§ Set exercise
Please format the data as a Markdown table with columns n and Line, giving each line its row number and leaving out blank lines, starting with the line that contains "Task: indicate the grass" and going on through the line that contains "x=565 y=490". Include only those lines.

§ Input records
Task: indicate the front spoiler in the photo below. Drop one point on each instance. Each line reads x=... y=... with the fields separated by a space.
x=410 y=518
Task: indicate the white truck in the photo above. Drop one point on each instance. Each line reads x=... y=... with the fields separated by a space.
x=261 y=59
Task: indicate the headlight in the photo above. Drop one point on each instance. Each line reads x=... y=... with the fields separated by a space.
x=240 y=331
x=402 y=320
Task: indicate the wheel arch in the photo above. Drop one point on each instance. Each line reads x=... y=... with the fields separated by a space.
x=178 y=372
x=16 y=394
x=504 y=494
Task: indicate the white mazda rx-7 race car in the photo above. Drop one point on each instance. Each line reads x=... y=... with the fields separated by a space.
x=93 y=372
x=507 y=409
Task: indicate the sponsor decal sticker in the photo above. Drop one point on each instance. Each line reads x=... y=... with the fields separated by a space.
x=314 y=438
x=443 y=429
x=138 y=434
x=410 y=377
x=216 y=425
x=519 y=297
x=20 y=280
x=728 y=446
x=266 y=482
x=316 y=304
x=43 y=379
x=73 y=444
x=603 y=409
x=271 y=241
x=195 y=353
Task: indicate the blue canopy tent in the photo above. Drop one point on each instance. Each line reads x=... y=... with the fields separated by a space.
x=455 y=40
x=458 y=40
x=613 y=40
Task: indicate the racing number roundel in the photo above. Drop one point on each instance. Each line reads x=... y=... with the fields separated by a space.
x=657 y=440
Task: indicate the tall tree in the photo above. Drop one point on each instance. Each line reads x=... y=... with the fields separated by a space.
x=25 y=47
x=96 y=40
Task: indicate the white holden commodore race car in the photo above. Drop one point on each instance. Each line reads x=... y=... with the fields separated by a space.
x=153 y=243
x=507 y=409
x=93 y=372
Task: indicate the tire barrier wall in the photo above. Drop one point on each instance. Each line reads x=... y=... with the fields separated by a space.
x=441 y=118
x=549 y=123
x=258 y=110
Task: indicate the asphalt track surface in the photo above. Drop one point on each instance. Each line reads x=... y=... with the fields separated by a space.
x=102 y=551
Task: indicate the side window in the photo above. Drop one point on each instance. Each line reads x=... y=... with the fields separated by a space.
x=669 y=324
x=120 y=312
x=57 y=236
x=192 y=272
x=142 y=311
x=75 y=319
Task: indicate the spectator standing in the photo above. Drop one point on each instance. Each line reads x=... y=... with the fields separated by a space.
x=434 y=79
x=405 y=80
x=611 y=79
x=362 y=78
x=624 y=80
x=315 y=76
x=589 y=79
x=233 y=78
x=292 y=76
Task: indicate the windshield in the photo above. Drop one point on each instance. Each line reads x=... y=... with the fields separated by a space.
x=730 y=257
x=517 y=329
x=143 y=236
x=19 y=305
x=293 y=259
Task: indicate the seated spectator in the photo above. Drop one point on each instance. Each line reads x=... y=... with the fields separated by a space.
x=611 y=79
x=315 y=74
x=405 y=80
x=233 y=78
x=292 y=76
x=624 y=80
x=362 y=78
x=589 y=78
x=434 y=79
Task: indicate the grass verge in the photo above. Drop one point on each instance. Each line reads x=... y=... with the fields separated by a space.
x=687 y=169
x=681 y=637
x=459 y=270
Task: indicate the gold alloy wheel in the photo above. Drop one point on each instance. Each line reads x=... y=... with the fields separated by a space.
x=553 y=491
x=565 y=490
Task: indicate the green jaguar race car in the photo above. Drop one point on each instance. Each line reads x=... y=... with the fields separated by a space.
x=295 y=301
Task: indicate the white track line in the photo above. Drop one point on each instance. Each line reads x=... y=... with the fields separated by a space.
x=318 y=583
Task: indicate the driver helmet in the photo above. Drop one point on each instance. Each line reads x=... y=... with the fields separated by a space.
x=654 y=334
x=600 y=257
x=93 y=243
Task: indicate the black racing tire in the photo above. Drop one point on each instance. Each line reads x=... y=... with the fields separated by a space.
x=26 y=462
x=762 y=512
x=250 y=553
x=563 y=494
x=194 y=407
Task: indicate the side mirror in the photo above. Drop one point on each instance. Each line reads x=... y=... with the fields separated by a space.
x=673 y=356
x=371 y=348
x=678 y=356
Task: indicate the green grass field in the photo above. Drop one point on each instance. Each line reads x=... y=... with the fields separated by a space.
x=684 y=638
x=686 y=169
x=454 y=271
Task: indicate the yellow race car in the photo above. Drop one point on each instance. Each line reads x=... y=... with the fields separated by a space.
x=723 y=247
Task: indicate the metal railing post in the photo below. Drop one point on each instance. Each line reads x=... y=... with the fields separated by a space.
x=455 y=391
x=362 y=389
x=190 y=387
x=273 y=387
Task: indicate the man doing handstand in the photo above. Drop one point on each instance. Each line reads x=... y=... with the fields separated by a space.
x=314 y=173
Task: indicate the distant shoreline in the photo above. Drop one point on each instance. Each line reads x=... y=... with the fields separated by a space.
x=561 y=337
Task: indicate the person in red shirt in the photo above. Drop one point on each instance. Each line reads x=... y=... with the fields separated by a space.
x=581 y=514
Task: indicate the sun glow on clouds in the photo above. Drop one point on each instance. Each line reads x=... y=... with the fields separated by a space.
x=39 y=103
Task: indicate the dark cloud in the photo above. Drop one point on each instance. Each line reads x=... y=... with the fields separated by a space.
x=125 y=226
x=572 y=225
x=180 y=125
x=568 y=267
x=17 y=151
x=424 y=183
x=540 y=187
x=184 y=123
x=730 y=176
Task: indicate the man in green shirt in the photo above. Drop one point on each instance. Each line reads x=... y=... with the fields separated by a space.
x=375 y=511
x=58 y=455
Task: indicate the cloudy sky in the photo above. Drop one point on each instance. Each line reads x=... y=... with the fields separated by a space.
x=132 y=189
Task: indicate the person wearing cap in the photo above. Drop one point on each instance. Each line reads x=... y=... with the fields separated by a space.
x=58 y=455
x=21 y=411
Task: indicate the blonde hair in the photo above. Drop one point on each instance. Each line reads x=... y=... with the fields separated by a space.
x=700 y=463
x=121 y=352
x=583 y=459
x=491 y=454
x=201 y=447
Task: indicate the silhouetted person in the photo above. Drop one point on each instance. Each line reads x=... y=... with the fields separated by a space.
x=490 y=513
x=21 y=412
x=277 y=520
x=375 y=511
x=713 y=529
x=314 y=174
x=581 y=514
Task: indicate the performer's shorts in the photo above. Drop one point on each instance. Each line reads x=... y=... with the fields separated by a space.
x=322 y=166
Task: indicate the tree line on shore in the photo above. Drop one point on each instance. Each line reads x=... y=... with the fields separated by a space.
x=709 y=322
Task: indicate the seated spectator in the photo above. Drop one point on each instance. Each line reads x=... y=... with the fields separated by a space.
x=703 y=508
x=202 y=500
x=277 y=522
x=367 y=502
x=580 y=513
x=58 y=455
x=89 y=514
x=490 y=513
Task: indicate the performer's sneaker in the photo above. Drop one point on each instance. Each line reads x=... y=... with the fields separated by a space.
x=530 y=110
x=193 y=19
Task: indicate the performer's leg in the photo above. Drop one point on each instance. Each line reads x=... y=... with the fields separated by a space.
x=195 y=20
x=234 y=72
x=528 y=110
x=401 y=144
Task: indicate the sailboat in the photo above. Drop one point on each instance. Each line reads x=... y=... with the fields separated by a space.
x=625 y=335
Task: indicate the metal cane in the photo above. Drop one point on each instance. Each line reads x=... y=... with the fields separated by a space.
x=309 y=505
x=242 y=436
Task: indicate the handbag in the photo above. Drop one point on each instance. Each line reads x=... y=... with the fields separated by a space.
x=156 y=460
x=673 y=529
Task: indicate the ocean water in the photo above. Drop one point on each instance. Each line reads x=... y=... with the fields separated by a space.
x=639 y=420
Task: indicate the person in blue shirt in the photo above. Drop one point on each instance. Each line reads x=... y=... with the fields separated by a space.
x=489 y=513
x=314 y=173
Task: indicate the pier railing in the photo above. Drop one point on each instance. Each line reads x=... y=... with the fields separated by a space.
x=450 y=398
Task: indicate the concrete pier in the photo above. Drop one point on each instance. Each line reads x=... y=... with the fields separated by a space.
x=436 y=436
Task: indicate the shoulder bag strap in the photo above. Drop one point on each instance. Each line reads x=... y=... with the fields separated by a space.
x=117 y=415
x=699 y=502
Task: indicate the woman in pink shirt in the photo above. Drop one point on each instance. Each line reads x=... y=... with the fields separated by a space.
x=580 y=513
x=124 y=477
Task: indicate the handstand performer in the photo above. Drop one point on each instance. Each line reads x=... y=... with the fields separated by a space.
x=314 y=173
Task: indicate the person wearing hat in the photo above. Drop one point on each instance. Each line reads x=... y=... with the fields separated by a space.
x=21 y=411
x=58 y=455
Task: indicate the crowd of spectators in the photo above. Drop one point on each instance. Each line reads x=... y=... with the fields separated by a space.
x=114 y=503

§ Response to the task
| n | Line |
|---|---|
| 1 | Task: indicate the grass verge in the photo above. Drop one point on each instance. Each line reads x=... y=... with the fields separated by a space. |
| 2 | x=687 y=169 |
| 3 | x=681 y=637 |
| 4 | x=459 y=270 |
| 5 | Task: indicate the gold alloy wheel in the photo above. Drop one point on each instance. Each line reads x=... y=... with the fields separated by a space. |
| 6 | x=553 y=491 |
| 7 | x=565 y=490 |